→ GEGEBENE AUFGABE 1:
Beantworte anhand des Textausschnitts:
(a) Welche Zeitung schrieb, die Verhältnisse in Südostasien würden zeigen, dass Wohlstand auch ohne Demokratie möglich sei?
(b) Wie viele Menschen aus der EU haben eine Petition gegen TTIP unterzeichnet?
(c) Welche Bewegung in Frankreich wird mit ihrem Erfolg als Beispiel genannt?

Wir sind auf dem Weg zum asiatischen Kapitalismus, der die Menschen nicht als Bürger und Bürgerinnen anerkennt, sondern bestenfalls als Konsumenten und Konsumentinnen – und nur sofern sie ihre demokratischen Rechte, Freiheiten und Meinungen an der Ladenkasse deponieren. Die Verhältnisse in Südostasien würden zeigen, dass Wohlstand auch ohne Demokratie möglich sei, schrieb die NZZ.
Vielen Menschen reicht das aber für ein sinnvolles Leben nicht aus. Sie sehen genau, was vor ihren Augen geschieht, merken, dass ihre Bedürfnisse vernachlässigt werden, und fangen an, sich zu wehren. Zweieinhalb Millionen Menschen aus der EU haben eine Petition gegen TTIP unterzeichnet und eine andere Politik gefordert. Vielleicht müsste man, in Umkehrung des famosen Satzes der NZZ, sagen, dass man sehr gut auf ein wenig Wohlstand verzichten und trotzdem ein gutes Leben führen kann. Nicht nur ein gutes, sondern wahrscheinlich ein besseres.
Der Widerstand von Syriza in Griechenland und Podemos in Spanien sind weitere Zeichen für den Widerstand gegen eine falsche Entwicklung. Es gibt aber auch andere Signale, die weniger zuversichtlich stimmen, wenn man die rechten und fundamentalistischen Bewegungen aller Schattierungen beobachtet, etwa den Erfolg des "Front National" in Frankreich. Auch das sind Formen der Ablehnung gegen die versagende Politik, leider jedoch solche mit eigenem, beträchtlichem Versager-Potenzial.

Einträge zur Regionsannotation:
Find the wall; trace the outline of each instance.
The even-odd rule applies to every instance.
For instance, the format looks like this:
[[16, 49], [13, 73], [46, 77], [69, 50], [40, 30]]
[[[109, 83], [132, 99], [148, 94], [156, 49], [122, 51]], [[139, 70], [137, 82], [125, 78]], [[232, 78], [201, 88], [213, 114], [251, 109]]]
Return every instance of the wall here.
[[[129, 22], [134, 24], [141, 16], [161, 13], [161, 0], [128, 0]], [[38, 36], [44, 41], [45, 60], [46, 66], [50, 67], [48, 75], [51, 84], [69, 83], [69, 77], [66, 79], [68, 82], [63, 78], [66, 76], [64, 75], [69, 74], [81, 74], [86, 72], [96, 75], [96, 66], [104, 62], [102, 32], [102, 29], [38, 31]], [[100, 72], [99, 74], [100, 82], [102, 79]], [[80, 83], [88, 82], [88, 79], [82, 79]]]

→ GEGEBENE AUFGABE 2: Gib die Zeilen der Einträge vom Anfang bis einschließlich der Zeile mit „[[16, 49], [13, 73], [46, 77], [69, 50], [40, 30]]“ unverändert wieder.

→ ANTWORT 1:
(a) Die NZZ.
(b) Zweieinhalb Millionen.
(c) Der „Front National“.

→ ANTWORT 2:
Find the wall; trace the outline of each instance.
The even-odd rule applies to every instance.
For instance, the format looks like this:
[[16, 49], [13, 73], [46, 77], [69, 50], [40, 30]]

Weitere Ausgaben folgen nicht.